▶ MARCHE À SUIVRE
Restituez mot pour mot tout le passage de l'article ci-dessous sur l'imagerie médicale, depuis « N°613 Juillet - Août » jusqu'à « ces examens multiples ? ».

▶ TEXTE SÉLECTIONNÉ
↓
Réflexions hospitalières

N°613 Juillet - Août 2023

Multiplication des examens d’imagerie médicale – Enjeux et conséquences dans les parcours de soin

Les modalités d’imagerie médicale se complètent pour répondre à des questions cliniques parfois pointues, lesquelles exigent plusieurs manières de « voir » à travers le corps. Chacune apporte des informations différentes et utiles au diagnostic. Pour les patients, la multiplication d’examens complémentaires s’avère difficile à interpréter : comprendre les lois de la physique à l’oeuvre dans ces machines, et ce qu’elles révèlent en fonction de leur paramétrage, n’a rien d’aisé. Il s’agit de donner un sens à des images variées et hétéroclites d’eux-mêmes, et/ou d’un même problème de santé. Comment faire coïncider ces images ? Ont-ils toujours conscience de ce que chaque examen complémentaire recherche et illustre ? Comment vivent-ils ces examens multiples ?

Déborah Gasnot Master 2 santé, médecine, questions sociales, École des hautes études en sciences sociales (EHESS), Assistante de gestion à la Chaire de philosophie à l’hôpital


16/08/23

 

En sociologie comme en anthropologie, plusieurs travaux1 ont d’ores et déjà été menés sur les enjeux, dans le suivi des maladies et la prise en charge des patients, de visualisation des clichés d’examens d’imagerie. L’anthropologue Cécile Estival dresse une typologie des diverses raisons portant les patients à y prêter attention, ou non2. Ses recherches donnent à voir en quoi l’âge, le genre, l’appartenance sociale, la pathologie et sa localisation, les interventions autour de la saisie du cliché (pose ou retrait de sonde, ablation d’organe), le moment où il est réalisé dans le parcours de soin (début ou fin de parcours), etc., constituent autant de facteurs susceptibles d’amener les patients à s’intéresser ou à se désintéresser de leurs images, à un instant « T ».

Ainsi les patients âgés et les hommes auront-ils moins tendance à s’enquérir de leurs résultats d’examens. Ils estiment ne rien y comprendre et, surtout, ne pas avoir besoin de les comprendre, à la différence des patients jeunes ou des femmes, généralement plus curieux et plus investis dans leur santé. Cette typologie invite à penser l’appréhension des clichés comme dynamique et processuelle tout au long du parcours de vie et de soin : une jeune femme peut se montrer très curieuse dans sa jeunesse, se lasser avec le temps, et moins ressentir le besoin de voir ses clichés en vieillissant, par habitude et/ou confiance envers le personnel médical. Les patients ne sont donc pas toujours intéressés de la même façon.
↑
▶ DONNÉES FOURNIES
↓
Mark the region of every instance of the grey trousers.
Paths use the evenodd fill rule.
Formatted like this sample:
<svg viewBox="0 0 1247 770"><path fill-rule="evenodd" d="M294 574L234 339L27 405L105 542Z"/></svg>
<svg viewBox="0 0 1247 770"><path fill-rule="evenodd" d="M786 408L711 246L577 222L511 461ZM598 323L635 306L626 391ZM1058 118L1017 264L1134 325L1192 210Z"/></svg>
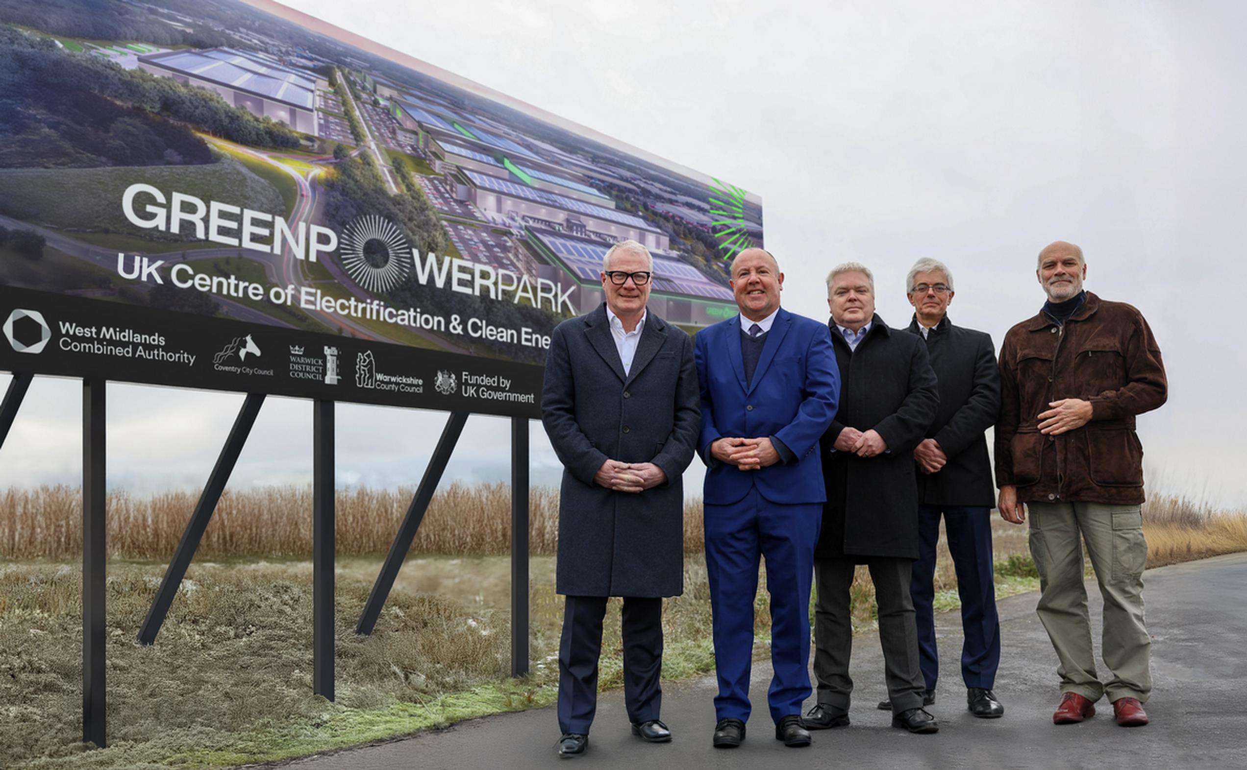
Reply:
↑
▶ CORRIGÉ PROPOSÉ
N°613 Juillet - Août 2023

Multiplication des examens d’imagerie médicale – Enjeux et conséquences dans les parcours de soin

Les modalités d’imagerie médicale se complètent pour répondre à des questions cliniques parfois pointues, lesquelles exigent plusieurs manières de « voir » à travers le corps. Chacune apporte des informations différentes et utiles au diagnostic. Pour les patients, la multiplication d’examens complémentaires s’avère difficile à interpréter : comprendre les lois de la physique à l’oeuvre dans ces machines, et ce qu’elles révèlent en fonction de leur paramétrage, n’a rien d’aisé. Il s’agit de donner un sens à des images variées et hétéroclites d’eux-mêmes, et/ou d’un même problème de santé. Comment faire coïncider ces images ? Ont-ils toujours conscience de ce que chaque examen complémentaire recherche et illustre ? Comment vivent-ils ces examens multiples ?